*** Opening DOCUMENT EXCERPT ***

NIAGARA REGION DRINKING WATER
Niagara Region has six conventional water treatment plants. The water is treated and distributed to 11 local area municipalities
We sent Saguenay media a series of email questions. The answers below in French and English( italics) were provided by Dominic Arseneau
WT: Can you describe the drinking water system in your city/town, (distribution watermains, treatment plant, users, etc.) and the main challenges it faces?
Niagara Region has six conventional water treatment plants ranging in capacity from 45 ML/d to 220 ML/d. The water is treated and distributed to 11 local area municipalities through our 5 trunk distribution systems that consist of 21 remote water storage facilities, 7 dedicated chlorine facilities and water pumping stations, and 312 kilometres of trunk water mains. The municipalities that receive bulk treated water from our systems are the City of Niagara Falls, the City of St. Catharines, the City of Welland, Town of Fort Erie, City of Thorold, Town of Lincoln, Town of Grimsby, Town of Pelham, Town of West Lincoln, Town of Niagara-On-the-Lake, and the City of Port Colborne. Our water systems service our diverse geographical area and our population of around 460,000 residents.

*** Closing DOCUMENT EXCERPT ***

:: PROBLEMS TO WORK ON ::
a) Retype the passage on Niagara Region drinking water word for word, starting at "NIAGARA REGION DRINKING" and ending at "challenges it faces?".
b) Extend the text on Niagara Region drinking water from where it stops.

*** Opening SUPPLIED MATERIAL ***

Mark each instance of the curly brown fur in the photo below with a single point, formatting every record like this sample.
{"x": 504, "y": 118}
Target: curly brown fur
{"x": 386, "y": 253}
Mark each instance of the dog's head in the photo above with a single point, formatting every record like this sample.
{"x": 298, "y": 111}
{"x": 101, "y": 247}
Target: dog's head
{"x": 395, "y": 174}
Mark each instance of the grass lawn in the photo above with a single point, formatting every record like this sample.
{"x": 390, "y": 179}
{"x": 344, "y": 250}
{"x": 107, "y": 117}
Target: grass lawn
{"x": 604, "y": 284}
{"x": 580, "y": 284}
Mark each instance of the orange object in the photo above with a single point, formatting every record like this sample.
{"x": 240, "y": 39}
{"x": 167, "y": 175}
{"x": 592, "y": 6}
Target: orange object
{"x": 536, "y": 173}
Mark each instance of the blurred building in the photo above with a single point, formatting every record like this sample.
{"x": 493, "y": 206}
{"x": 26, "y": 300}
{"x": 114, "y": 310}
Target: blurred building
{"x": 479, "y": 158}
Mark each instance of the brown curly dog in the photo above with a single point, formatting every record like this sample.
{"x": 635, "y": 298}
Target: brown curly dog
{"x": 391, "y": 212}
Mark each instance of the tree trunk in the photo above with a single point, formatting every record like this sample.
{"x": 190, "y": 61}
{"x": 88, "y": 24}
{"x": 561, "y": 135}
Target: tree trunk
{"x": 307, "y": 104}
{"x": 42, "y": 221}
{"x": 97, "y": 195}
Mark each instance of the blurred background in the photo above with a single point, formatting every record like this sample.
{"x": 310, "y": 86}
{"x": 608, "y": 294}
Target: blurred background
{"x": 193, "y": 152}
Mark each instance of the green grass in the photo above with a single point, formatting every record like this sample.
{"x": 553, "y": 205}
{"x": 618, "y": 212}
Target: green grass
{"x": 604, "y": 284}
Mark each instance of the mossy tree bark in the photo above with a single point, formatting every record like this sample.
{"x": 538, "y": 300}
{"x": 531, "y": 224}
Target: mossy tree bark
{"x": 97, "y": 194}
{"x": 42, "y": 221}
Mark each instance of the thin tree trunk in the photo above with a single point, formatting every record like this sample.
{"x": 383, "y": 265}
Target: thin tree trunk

*** Closing SUPPLIED MATERIAL ***

:: TASK-BY-TASK ANSWERS ::
a)
NIAGARA REGION DRINKING WATER
Niagara Region has six conventional water treatment plants. The water is treated and distributed to 11 local area municipalities
We sent Saguenay media a series of email questions. The answers below in French and English( italics) were provided by Dominic Arseneau
WT: Can you describe the drinking water system in your city/town, (distribution watermains, treatment plant, users, etc.) and the main challenges it faces?

b)
Our only recent challenge from a treatment perspective is dealing with emerging issues such as potential Harmful Algal Blooms. Niagara Region has a robust Harmful Algal Bloom Response Procedure should a major bloom occur.
WT: What is the source of drinking water?
All of our facilities are surface water treatment plants drawing water from the Great Lakes. 5 plants draw water from Lake Erie and 1 draws water from Lake Ontario.
WT: Do the plants have any treatment for emerging contaminants such as PFAS, and endocrine disrupters?
Yes, all of our water treatment plants use Granular Activated Carbon for filtration media which is very effective at removing dissolved organic compounds as well as taste and odour-causing compounds.
WT: With the increase in extreme weather events and flooding, what measures is the city taking to protect its plants?
The flows to the wastewater treatment plants (WWTPs) vary with increasing wet weather events due to varying amounts of inflow and infiltration (I&I) in the wastewater collection system. This I&I allows wet weather to enter the collection system. The local municipalities in Niagara individually conduct studies aimed at reducing the impact of wet weather both by separating stormwater from sanitary wastewater and by keeping their collection systems in a state of good repair to minimize the amount of I&I entering the wastewater systems. The Region, in turn, has its own program that funds improvements to the local collection systems and this funding is available to them for these kinds of projects. The most recent activity being embarked upon municipally is pre and post-development wastewater monitoring to ensure that sewers in new developments are constructed as “water-tight” as possible to stop inflow and infiltration before it starts.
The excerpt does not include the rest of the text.